'''

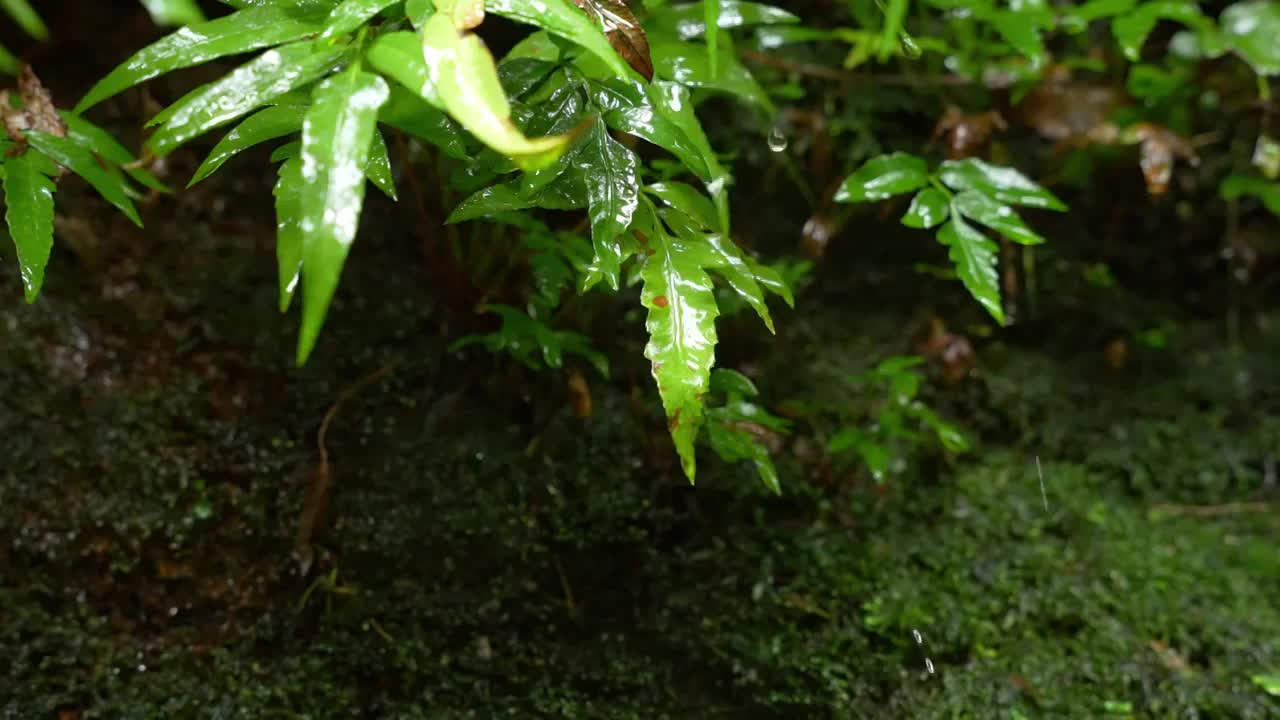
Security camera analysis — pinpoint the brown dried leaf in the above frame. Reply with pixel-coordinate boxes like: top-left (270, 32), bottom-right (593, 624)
top-left (573, 0), bottom-right (653, 82)
top-left (568, 370), bottom-right (591, 418)
top-left (0, 65), bottom-right (67, 149)
top-left (1012, 65), bottom-right (1128, 142)
top-left (1124, 123), bottom-right (1199, 195)
top-left (932, 105), bottom-right (1009, 160)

'''

THE REQUEST
Write out the records above word for word, with no pictures.

CORRECT OUTPUT
Security camera analysis — pinpoint the brown dried leaf in the above frame. Reply with pixel-coordinate boxes like: top-left (270, 32), bottom-right (593, 624)
top-left (573, 0), bottom-right (653, 82)
top-left (568, 370), bottom-right (591, 418)
top-left (0, 65), bottom-right (67, 149)
top-left (1012, 65), bottom-right (1128, 142)
top-left (1124, 123), bottom-right (1199, 195)
top-left (932, 105), bottom-right (1009, 160)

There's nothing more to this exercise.